### Written task
Rewrite every line of the entries below as a numbered list. Omit the blank lines and leave out the pictures.

### Task material
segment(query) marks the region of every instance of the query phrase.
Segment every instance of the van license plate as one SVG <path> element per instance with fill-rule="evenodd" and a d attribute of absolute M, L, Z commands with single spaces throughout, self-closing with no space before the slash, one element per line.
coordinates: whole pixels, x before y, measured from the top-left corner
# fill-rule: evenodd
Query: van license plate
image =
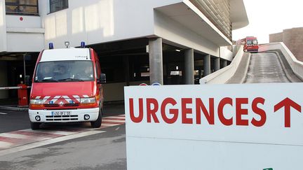
<path fill-rule="evenodd" d="M 70 115 L 70 111 L 52 111 L 52 115 Z"/>

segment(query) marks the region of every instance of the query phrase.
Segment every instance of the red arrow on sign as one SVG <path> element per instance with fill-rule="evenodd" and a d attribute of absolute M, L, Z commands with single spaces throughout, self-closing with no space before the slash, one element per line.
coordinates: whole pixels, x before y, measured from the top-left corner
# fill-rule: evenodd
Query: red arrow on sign
<path fill-rule="evenodd" d="M 301 113 L 301 106 L 287 97 L 274 106 L 274 112 L 276 112 L 283 107 L 285 107 L 285 127 L 290 127 L 290 107 Z"/>

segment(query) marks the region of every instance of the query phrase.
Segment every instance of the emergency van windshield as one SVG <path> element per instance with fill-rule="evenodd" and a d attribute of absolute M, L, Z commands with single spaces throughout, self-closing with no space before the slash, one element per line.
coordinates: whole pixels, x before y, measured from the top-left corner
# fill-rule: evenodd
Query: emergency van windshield
<path fill-rule="evenodd" d="M 54 61 L 37 65 L 34 82 L 93 81 L 91 61 Z"/>
<path fill-rule="evenodd" d="M 257 45 L 257 40 L 248 40 L 247 44 L 248 45 Z"/>

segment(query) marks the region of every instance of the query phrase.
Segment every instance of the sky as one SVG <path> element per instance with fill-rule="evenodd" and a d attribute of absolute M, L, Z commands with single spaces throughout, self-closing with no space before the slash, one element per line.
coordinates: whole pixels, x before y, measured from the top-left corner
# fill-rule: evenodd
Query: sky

### Result for this exercise
1. segment(query) marks the region of every instance of the query phrase.
2. Segment every instance of the van license plate as one SVG <path> element per instance with fill-rule="evenodd" and a d attribute of absolute M, L, Z commands with single spaces throughout, self-closing with no space before the slash, one element per line.
3. coordinates: whole pixels, x before y, measured from the top-left corner
4. # fill-rule: evenodd
5. Query: van license plate
6. image =
7. <path fill-rule="evenodd" d="M 70 115 L 70 111 L 52 111 L 52 115 Z"/>
8. segment(query) marks the region of every instance of the query phrase.
9. Segment every instance of the red arrow on sign as one SVG <path> element per instance with fill-rule="evenodd" and a d attribute of absolute M, L, Z commands with single spaces throughout, self-closing with no space before the slash, one element per line.
10. coordinates: whole pixels, x before y, measured from the top-left corner
11. # fill-rule: evenodd
12. Query: red arrow on sign
13. <path fill-rule="evenodd" d="M 301 113 L 301 106 L 287 97 L 274 106 L 274 112 L 276 112 L 283 107 L 285 107 L 285 127 L 290 127 L 290 107 Z"/>
14. segment(query) marks the region of every instance of the query phrase.
15. Segment every instance of the emergency van windshield as one SVG <path> element per instance with fill-rule="evenodd" and a d attribute of absolute M, L, Z commands with single spaces throughout, self-closing with no space before the slash, one element per line.
16. coordinates: whole pixels, x before y, measured from the top-left corner
17. # fill-rule: evenodd
18. Query: emergency van windshield
19. <path fill-rule="evenodd" d="M 54 61 L 37 65 L 34 82 L 93 81 L 91 61 Z"/>
20. <path fill-rule="evenodd" d="M 257 45 L 257 40 L 248 40 L 247 44 L 248 45 Z"/>
21. segment(query) marks the region of every instance of the query phrase.
22. Segment every instance of the sky as one SVG <path> element per instance with fill-rule="evenodd" and a d attribute of absolute M, L, Z commands with single spaces throughout, self-closing with no space before the slash, one element per line.
23. coordinates: whole pixels, x before y, measured from the top-left corner
24. # fill-rule: evenodd
25. Query: sky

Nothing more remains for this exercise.